- TEXT EXCERPT -
────────
Enhancing Earnings to Increase Potential Savings

Once you have identified practical and attainable goals and matched them to your savings plan, you know exactly where you stand and how far you have to go. If there is a serious shortfall in what you can save and what you actually need, it is time to consider other earning options.

  • Part-Time Work, Paying Hobbies: You can opt for part-time work in addition to your regular employment so that you have extra income and, consequently, extra savings. Alternatively, you can extend your working years by postponing retirement, or you can take up a hobby that pays, such as painting, or offer consultancy based on your work experience.

  • Budgeting: Reducing current expenses is another good way to make sure you save every penny you can. Make a budget and cut down all unnecessary expenses. What you save each month can go into your retirement fund. There is another advantage of budgeting. You get used to a more sustainable lifestyle and this goes a long way in helping you adapt easily to post retirement life when finances are tighter.

Effects of Compounding and Taxes

When it comes to savings, compounding and taxes are two aspects that significantly impact exactly how much money you have for your expenses. The effects of both these on your savings have to be understood clearly so that your savings strategy is effective.
────────
- Collection entries -

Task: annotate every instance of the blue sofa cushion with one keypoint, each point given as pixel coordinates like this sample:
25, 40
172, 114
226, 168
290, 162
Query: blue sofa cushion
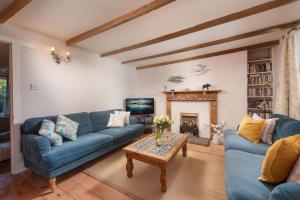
235, 142
285, 127
241, 172
33, 125
120, 134
286, 191
73, 150
100, 119
85, 124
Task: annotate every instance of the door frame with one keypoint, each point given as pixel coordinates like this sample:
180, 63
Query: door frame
10, 102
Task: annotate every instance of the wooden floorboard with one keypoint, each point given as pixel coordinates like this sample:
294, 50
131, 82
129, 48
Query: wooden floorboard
76, 185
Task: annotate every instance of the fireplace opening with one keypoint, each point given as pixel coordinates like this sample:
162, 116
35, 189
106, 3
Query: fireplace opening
189, 123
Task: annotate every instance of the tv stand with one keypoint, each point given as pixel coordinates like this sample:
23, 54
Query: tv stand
147, 120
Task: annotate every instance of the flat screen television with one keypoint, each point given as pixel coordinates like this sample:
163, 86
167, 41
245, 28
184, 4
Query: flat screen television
140, 106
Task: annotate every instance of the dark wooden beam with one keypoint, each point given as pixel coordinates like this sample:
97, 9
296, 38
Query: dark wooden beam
12, 9
218, 53
220, 41
120, 20
221, 20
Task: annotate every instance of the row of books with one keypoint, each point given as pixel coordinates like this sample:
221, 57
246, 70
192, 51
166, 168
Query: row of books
254, 103
261, 114
260, 91
262, 67
264, 78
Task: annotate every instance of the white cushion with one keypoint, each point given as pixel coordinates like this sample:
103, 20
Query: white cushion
66, 127
116, 121
48, 130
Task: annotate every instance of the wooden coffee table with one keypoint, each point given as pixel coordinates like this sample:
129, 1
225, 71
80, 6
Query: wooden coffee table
147, 151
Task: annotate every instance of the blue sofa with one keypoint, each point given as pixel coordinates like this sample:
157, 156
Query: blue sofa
94, 140
243, 161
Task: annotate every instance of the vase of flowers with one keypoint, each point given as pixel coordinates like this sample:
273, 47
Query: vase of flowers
161, 123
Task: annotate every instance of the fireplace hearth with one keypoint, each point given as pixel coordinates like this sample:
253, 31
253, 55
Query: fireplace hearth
189, 123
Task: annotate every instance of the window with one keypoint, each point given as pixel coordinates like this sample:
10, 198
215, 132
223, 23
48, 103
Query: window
3, 96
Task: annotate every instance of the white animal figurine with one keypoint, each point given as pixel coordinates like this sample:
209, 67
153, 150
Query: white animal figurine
218, 136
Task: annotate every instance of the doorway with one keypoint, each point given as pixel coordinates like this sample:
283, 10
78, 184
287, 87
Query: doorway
5, 107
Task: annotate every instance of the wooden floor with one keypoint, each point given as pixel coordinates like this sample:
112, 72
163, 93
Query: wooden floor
72, 185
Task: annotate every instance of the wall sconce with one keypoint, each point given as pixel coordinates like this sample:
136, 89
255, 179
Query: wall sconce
58, 59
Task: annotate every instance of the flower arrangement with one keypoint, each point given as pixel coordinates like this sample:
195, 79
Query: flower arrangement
161, 123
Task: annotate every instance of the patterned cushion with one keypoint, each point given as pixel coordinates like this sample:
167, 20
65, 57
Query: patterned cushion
125, 114
66, 127
280, 159
116, 121
294, 176
268, 129
48, 130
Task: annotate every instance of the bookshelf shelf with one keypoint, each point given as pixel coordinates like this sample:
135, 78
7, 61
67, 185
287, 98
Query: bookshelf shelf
260, 60
260, 82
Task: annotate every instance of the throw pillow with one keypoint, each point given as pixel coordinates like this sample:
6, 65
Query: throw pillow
48, 130
280, 159
294, 176
116, 121
251, 129
66, 127
268, 129
125, 114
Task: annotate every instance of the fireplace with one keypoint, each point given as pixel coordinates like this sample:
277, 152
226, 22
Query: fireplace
189, 123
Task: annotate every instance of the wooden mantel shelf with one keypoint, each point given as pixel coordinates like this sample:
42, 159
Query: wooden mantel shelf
192, 91
210, 96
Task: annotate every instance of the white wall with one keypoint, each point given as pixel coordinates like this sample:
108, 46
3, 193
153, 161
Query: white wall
227, 73
88, 83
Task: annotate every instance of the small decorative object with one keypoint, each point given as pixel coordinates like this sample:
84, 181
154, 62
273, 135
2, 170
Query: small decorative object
172, 92
218, 135
176, 79
206, 86
200, 70
58, 59
161, 123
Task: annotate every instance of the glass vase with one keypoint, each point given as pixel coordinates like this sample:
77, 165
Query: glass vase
158, 135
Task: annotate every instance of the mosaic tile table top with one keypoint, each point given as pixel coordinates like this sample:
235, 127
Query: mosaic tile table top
147, 146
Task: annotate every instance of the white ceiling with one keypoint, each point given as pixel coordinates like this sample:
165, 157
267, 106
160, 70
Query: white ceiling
64, 19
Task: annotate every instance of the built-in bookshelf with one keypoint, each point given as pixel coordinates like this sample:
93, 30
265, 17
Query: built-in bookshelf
260, 82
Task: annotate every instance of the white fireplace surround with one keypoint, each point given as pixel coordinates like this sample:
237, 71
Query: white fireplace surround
202, 108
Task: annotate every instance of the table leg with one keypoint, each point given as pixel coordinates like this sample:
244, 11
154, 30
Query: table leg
129, 165
184, 150
163, 179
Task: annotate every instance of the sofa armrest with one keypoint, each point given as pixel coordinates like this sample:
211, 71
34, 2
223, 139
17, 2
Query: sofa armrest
34, 146
290, 191
133, 120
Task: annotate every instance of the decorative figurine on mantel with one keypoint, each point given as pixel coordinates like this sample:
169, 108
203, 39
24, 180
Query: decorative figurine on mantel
206, 86
218, 135
200, 70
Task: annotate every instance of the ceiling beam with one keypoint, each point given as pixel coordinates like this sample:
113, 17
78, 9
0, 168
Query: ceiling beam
218, 21
120, 20
218, 53
12, 9
220, 41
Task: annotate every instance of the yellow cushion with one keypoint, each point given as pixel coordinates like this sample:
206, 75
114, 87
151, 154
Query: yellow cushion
280, 159
251, 129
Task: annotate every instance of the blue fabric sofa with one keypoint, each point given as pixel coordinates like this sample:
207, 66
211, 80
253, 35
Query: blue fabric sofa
243, 161
94, 140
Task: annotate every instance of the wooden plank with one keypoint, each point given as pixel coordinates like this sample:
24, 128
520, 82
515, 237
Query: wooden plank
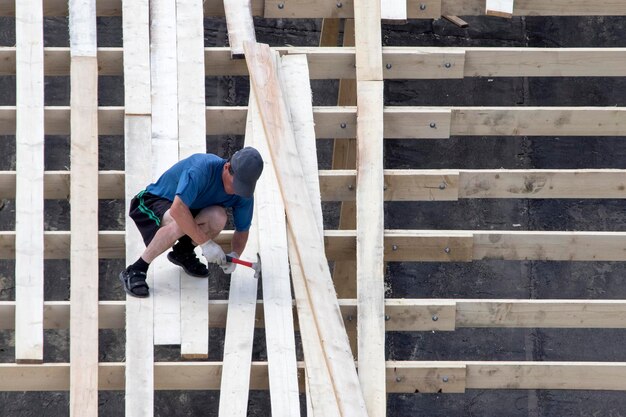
281, 350
29, 139
393, 9
370, 242
368, 41
302, 225
427, 377
139, 311
500, 8
163, 71
84, 209
136, 51
402, 376
542, 184
410, 245
413, 122
239, 24
328, 8
192, 139
331, 62
239, 336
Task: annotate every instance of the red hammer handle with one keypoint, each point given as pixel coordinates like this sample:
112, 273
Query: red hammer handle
239, 261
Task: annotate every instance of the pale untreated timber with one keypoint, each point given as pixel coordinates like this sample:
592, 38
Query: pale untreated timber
240, 25
408, 122
192, 139
328, 8
404, 314
29, 155
401, 376
303, 226
370, 242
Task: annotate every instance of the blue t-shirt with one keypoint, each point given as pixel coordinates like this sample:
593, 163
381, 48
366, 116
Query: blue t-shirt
197, 181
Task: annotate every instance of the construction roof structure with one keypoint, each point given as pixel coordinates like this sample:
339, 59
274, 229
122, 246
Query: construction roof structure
326, 286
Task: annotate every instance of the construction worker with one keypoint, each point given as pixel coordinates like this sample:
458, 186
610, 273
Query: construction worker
186, 206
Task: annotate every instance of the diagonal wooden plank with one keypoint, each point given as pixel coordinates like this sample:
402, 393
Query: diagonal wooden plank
163, 71
84, 209
139, 375
239, 24
238, 340
194, 298
304, 229
29, 138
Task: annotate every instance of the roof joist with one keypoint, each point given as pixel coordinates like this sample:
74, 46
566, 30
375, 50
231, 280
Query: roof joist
406, 245
403, 314
330, 8
402, 377
405, 184
399, 122
398, 62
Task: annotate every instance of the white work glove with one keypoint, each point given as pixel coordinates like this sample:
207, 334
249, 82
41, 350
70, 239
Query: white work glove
213, 252
229, 267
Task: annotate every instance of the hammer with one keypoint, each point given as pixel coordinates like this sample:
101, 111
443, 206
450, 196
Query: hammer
256, 266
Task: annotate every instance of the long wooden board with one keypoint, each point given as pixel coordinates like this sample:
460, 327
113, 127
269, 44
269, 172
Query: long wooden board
239, 336
163, 71
303, 226
29, 221
84, 210
192, 139
139, 319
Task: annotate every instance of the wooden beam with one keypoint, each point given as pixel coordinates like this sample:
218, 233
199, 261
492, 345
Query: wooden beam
370, 242
239, 337
192, 139
328, 8
303, 226
163, 73
501, 8
404, 314
239, 24
84, 209
400, 122
401, 376
29, 219
331, 62
139, 371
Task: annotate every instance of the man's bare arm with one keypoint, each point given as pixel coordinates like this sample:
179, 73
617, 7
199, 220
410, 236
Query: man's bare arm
182, 215
239, 241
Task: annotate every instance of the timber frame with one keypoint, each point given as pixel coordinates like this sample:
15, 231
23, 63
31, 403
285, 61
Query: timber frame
362, 64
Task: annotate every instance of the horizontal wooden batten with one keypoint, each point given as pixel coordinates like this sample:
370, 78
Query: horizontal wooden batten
405, 185
398, 62
405, 245
400, 122
401, 376
403, 314
416, 9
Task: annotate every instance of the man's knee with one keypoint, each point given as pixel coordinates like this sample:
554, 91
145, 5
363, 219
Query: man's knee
212, 219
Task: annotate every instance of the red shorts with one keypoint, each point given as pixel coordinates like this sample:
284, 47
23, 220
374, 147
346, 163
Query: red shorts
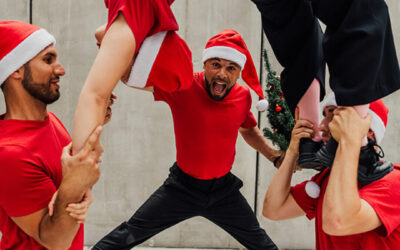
144, 17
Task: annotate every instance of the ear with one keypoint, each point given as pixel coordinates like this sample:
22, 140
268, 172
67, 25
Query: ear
371, 135
18, 74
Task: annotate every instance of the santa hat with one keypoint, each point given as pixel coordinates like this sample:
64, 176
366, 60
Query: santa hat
163, 60
19, 43
229, 45
377, 109
379, 112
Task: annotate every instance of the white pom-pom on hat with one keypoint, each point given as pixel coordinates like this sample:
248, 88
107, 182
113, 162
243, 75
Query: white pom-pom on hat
262, 105
312, 189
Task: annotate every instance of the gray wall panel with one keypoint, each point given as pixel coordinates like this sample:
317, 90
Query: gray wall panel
139, 142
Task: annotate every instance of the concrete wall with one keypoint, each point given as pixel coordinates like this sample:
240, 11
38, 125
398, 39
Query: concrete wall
139, 142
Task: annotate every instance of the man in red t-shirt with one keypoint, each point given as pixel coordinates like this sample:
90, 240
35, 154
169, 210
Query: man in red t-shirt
354, 207
207, 119
31, 145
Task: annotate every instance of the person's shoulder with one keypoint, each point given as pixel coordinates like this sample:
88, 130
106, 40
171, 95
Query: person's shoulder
11, 154
55, 120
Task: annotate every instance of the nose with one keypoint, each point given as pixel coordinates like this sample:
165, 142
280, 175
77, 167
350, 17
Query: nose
323, 126
59, 69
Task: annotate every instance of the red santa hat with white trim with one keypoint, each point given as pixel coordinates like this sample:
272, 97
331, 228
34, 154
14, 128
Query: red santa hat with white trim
379, 112
164, 60
377, 109
19, 43
229, 45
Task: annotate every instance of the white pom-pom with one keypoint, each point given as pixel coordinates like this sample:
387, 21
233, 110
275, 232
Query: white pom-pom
262, 105
312, 189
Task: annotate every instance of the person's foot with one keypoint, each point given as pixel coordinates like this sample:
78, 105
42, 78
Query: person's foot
370, 168
327, 153
307, 154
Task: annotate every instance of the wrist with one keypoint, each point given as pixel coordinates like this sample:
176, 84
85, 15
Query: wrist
277, 158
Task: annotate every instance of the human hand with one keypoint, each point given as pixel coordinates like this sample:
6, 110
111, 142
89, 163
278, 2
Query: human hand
81, 170
347, 125
302, 129
108, 116
281, 155
79, 211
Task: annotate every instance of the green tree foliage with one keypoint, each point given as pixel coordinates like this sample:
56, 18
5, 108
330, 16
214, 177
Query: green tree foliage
278, 113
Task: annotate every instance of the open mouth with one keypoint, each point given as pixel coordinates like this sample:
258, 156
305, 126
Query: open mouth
219, 87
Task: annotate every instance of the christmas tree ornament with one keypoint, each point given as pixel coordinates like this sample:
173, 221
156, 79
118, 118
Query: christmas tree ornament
262, 105
312, 189
280, 119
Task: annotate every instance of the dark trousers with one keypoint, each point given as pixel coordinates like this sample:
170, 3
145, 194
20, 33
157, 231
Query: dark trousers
357, 45
182, 197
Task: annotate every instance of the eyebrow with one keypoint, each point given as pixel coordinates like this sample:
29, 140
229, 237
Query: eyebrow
51, 54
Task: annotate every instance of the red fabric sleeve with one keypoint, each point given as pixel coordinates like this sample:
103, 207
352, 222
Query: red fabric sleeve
24, 186
384, 197
160, 95
250, 121
144, 17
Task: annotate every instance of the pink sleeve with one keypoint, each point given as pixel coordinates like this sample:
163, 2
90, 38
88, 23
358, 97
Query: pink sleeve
24, 185
250, 121
384, 197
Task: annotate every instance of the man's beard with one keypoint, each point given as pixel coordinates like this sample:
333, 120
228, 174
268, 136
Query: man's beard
216, 98
40, 91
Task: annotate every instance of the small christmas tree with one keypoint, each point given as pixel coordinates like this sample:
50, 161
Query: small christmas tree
────────
- ASSIGNMENT -
From the passage on boosting retirement savings, copy word for word the part that opens with the words "When it comes" and closes with "strategy is effective.".

- ANSWER TO THIS EXERCISE -
When it comes to savings, compounding and taxes are two aspects that significantly impact exactly how much money you have for your expenses. The effects of both these on your savings have to be understood clearly so that your savings strategy is effective.